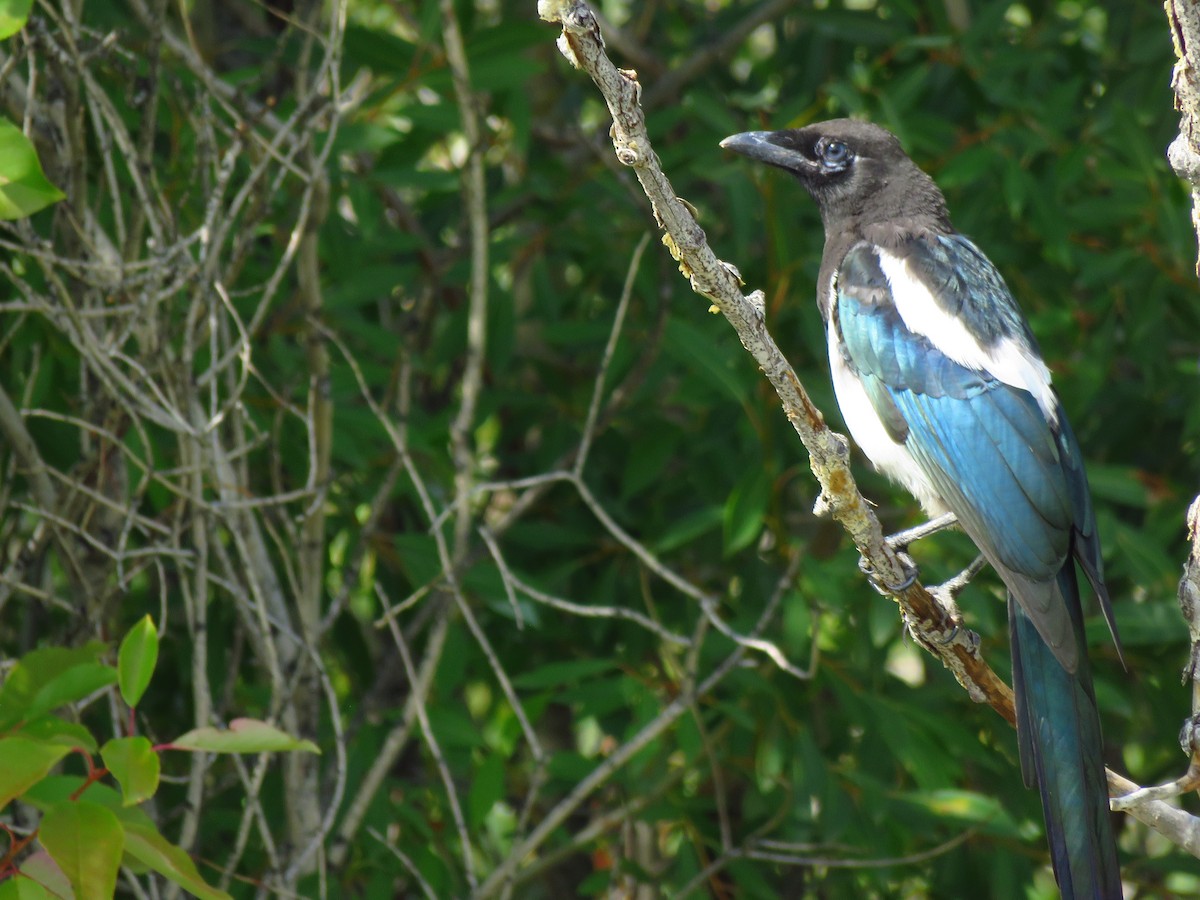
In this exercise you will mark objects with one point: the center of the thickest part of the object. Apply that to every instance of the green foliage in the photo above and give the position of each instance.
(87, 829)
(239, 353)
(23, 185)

•••••

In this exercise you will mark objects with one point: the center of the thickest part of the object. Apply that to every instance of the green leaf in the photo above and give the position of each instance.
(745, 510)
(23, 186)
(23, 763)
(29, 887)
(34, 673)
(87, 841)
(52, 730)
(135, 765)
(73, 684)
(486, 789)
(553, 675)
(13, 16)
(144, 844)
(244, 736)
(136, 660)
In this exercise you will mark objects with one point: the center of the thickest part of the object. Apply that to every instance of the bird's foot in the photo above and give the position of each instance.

•••••

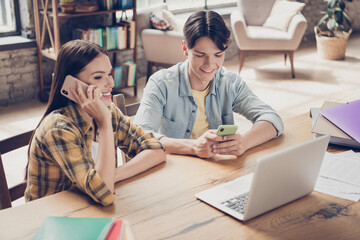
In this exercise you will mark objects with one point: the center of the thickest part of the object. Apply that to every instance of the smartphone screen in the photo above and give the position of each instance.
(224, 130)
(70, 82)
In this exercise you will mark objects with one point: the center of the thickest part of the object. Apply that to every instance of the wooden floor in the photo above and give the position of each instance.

•••••

:: What needs to be done ::
List every line in the listing above that contains the string "instance".

:: Complete answer ::
In this exercise you will mark objects with one point: the center of the thickest part of the object. Apply that to every instance of the green foliage in the photo above and give the position of each instance.
In this exercise you will mark objects with one point: the center of the thickest part of the object. Apply that to every instance of the green leaf in the photo above and give the position of each instance.
In this exercise you will mark objects with one point: the center of the thickest part of the object. Apply that to every instance of the bird's foot in the photo above and give the position of each instance.
In this exercise you will mark objects with one point: the center of the thickest part of the object. Apply that to every instance of the smartphone screen in the photo above and give the position of each instance.
In this exercise you will mark objects with one point: the center of the thickest part of the object. Apply that to every instance of the wooden floor in the photo above and give the position of each instance.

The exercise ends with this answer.